→ COMPLETE THE FOLLOWING:
1/ In the cash-for-clunkers commentary, how much lower are the emissions of the "high-polluting" cars being taken off the road than those of 1970-era models?
2/ Pick up the cash-for-clunkers commentary after its final sentence and continue it in the same argument and tone.

→ PASSAGE TO READ:
○ ○ ○ ○ ○

In the minds of politicians and rent-seekers, the cash-for-clunkers program was so successful that it deserved even more taxpayer money.
Pols got to strut their green credentials. Car makers got to sell cars, via yet another subsidy. Consumers got free cash for new cars they otherwise wouldn’t buy.
It’s all so socially responsible and win-win – except for cash-strapped taxpayers, who got saddled with still more debt. Another big loser of course is the antiquated notion that public policies should be based on sound science and economics.
An ice-cold bucket of reality is in order – before the next clunker idea comes along. Here are a few of the more obvious problems with pulling the plug on grandma cars.
The “high-polluting” cars that taxpayers are paying to get off the road already have 90% lower emissions than 1970-era models. So the pollution reductions are truly marginal, as are the gas savings.

Any gas savings will be more than offset by the latest round of oil and gas lock-ups that Congress and the White House are already engineering. So more oil imports are on the way.
Every “clunker” has to be rendered totally inoperable. Sodium silicate gets poured into engines to freeze their components, then they’re crushed into bundles of scrap.
That means some 750,000 perfectly good cars never make it to used car lots. People who can’t afford the average $24,000 new car price have to buy a new car anyway. Used car dealers and buyers have dwindling numbers of cars to bargain for. Repair shops lose business.
Even worse, trashing all these cars is a monumental waste of precious resources – and all the energy and effort it took to extract metallic ores, hydrocarbons and other raw materials from the Earth, process and refine them, create alloys and plastics, and turn them into engines, chasses, windows, tires and interiors.
Every step in that process took enormous amounts of energy – and emitted vast quantities of carbon dioxide, other greenhouse gases and real pollutants. There is absolutely no way that these emissions and energy will ever be recouped by any savings the replacement cars might conceivably generate.

○ ○ ○ ○ ○

→ Rows drawn from a dataset:
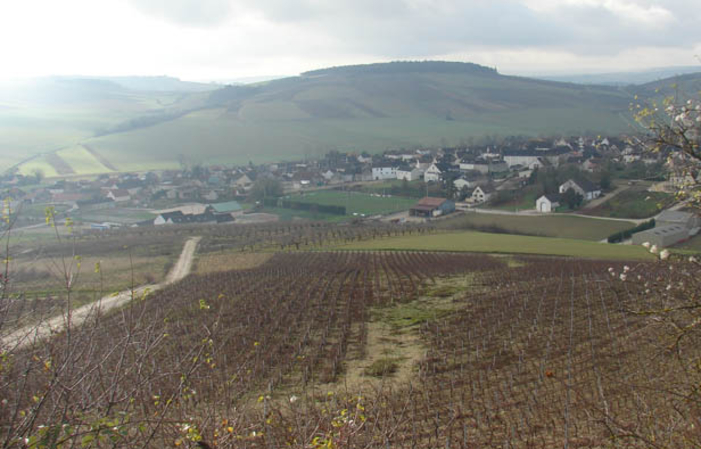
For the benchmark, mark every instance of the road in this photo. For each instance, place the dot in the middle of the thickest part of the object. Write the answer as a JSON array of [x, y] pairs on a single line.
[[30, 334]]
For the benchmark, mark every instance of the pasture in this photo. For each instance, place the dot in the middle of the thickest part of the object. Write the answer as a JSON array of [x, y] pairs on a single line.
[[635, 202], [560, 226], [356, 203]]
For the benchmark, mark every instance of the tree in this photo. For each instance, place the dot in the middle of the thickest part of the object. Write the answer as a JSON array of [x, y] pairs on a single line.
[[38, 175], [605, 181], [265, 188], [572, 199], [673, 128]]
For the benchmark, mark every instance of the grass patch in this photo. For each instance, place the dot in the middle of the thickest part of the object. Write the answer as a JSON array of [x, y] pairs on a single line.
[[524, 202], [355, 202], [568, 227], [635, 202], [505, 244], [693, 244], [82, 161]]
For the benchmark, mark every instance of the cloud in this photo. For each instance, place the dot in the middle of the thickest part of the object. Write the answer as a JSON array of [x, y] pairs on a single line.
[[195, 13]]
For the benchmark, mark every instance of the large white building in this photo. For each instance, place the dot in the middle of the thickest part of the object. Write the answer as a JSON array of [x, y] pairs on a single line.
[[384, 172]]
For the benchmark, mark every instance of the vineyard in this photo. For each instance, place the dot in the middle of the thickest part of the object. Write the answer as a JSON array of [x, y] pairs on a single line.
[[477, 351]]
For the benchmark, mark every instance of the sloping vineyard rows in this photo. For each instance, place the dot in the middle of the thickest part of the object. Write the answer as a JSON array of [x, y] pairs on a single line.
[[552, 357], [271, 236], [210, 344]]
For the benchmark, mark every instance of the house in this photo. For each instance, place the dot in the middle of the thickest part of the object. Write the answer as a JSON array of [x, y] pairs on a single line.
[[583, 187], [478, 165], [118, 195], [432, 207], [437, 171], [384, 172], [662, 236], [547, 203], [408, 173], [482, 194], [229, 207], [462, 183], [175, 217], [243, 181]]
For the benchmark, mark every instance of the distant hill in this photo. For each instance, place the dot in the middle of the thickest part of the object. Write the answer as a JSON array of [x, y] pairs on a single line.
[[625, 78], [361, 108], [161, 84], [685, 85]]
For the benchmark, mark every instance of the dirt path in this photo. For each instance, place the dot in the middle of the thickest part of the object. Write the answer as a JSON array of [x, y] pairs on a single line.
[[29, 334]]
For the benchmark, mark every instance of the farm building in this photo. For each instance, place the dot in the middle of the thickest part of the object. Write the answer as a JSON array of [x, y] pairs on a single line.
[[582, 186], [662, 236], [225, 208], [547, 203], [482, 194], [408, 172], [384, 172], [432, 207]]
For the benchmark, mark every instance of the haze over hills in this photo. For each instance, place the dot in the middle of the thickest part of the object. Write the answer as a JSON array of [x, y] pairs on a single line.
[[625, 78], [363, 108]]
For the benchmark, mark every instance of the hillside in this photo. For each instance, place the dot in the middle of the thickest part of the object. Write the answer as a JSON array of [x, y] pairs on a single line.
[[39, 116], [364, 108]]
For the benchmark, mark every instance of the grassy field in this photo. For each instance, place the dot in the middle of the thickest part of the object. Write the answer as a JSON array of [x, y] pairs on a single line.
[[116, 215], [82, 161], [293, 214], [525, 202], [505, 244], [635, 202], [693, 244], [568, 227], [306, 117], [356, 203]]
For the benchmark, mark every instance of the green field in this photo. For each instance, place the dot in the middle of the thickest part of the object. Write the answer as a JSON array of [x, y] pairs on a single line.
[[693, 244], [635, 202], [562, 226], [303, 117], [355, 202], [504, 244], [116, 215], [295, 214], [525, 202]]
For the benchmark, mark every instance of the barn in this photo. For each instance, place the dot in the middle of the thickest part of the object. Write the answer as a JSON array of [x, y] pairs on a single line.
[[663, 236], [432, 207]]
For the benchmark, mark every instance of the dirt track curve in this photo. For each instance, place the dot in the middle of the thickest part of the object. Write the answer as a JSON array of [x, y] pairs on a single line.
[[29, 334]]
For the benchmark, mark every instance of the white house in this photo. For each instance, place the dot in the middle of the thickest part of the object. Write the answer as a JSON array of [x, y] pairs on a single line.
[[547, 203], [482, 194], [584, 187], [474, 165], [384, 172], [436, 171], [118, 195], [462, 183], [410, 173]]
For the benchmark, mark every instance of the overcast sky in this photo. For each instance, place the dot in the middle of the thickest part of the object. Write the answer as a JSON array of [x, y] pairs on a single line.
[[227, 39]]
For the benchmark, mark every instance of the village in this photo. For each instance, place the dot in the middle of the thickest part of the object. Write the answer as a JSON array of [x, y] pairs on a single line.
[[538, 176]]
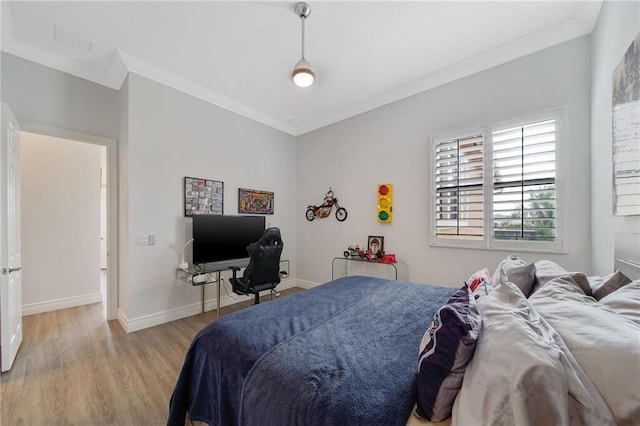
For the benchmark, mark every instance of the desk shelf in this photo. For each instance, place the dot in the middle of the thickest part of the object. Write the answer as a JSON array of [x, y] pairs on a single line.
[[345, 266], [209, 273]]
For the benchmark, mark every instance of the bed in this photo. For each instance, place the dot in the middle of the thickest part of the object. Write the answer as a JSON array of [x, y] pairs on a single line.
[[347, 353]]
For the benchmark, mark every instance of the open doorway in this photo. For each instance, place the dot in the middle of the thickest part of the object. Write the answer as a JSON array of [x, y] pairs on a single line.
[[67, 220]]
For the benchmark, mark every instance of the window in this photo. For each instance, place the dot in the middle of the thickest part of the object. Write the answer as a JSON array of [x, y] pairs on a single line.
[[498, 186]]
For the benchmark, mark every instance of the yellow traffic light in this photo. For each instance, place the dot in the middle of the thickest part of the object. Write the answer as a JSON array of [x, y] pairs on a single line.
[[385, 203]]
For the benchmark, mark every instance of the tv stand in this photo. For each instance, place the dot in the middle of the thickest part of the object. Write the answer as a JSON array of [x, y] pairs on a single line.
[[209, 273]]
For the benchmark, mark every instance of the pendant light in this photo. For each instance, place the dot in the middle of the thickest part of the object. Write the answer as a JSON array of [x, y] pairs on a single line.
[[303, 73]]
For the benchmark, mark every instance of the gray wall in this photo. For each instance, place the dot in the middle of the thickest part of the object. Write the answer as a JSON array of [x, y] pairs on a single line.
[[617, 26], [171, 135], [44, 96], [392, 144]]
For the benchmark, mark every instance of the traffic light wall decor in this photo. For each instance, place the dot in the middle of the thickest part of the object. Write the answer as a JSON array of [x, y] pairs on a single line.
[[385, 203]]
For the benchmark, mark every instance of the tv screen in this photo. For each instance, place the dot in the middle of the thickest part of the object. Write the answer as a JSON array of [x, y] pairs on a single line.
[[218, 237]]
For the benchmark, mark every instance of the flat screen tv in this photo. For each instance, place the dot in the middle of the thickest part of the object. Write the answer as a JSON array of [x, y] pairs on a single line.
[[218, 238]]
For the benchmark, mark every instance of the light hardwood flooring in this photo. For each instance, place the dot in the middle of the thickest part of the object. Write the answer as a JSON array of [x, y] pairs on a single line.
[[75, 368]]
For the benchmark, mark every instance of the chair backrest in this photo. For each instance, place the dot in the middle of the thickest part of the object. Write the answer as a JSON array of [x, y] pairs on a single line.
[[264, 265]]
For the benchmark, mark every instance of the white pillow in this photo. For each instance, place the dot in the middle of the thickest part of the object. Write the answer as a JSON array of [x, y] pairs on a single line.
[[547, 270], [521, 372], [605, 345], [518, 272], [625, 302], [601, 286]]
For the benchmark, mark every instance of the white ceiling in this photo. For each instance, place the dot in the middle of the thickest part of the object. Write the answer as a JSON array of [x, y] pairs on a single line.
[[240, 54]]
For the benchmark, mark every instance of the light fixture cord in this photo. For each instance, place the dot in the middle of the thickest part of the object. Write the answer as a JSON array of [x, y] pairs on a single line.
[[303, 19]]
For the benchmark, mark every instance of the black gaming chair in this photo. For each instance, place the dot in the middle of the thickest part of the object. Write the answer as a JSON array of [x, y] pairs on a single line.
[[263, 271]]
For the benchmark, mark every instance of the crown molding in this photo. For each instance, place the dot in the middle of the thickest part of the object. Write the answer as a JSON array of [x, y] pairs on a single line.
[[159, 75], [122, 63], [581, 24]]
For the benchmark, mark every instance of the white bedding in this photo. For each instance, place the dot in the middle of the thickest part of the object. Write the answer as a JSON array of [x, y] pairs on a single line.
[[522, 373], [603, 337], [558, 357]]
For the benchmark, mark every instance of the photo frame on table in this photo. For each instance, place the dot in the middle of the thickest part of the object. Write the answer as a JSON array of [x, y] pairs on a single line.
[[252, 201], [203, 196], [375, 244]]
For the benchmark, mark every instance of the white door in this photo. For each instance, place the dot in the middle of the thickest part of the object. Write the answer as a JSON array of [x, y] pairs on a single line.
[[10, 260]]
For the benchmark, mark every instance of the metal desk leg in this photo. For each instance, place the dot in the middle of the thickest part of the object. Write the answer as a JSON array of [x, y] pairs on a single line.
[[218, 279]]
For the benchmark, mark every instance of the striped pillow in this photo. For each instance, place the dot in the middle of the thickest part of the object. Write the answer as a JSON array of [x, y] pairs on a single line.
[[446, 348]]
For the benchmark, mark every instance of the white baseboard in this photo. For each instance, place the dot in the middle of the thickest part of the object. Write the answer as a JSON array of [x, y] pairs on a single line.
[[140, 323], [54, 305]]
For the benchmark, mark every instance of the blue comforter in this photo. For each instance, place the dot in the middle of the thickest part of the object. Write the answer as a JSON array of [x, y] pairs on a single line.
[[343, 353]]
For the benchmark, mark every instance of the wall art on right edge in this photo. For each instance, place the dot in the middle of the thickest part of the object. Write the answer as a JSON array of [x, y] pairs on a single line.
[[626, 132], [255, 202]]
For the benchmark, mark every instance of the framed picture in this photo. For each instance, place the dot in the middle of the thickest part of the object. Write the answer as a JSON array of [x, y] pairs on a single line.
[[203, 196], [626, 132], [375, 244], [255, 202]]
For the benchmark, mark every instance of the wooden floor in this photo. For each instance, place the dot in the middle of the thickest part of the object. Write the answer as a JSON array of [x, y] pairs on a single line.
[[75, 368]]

○ ○ ○ ○ ○

→ RESULTS:
1/ They are 90% lower.

2/
It’s like spending $720,000 for photovoltaic solar panels on the roof of the Denver Nature and Science Museum. The panels would certainly reduce conventional electricity bills. But it would take 110 years to save enough on those bills to pay for the panels – and the panels would only last 30 years.
Denver installed the panels for one reason, observes Independence Institute investigative journalist Todd Shepherd. Federal taxpayers provided a fat subsidy – enabling President Obama to have a great photo-op on the museum roof and shill for solar power, with the Rocky Mountains resplendent in the distance.
So much for that win-win scenario. The next clunker boondoggle is already on the launch pad, courtesy of T. Boone Pickens and Ted Turner. As they opined in the Wall Street Journal recently, they want to repeat the automotive “success” on a massive scale – replacing “clunker” electrical generating plants with government-mandated gas-fired versions.
The existing plants burn coal, which America has in great abundance, and which keeps electricity reliable and affordable – so that people can heat and cool their homes, industries can manufacture and transport products, companies can employ workers, hospitals can treat patients, schools can train future innovators, and America can ensure continued opportunity and prosperity.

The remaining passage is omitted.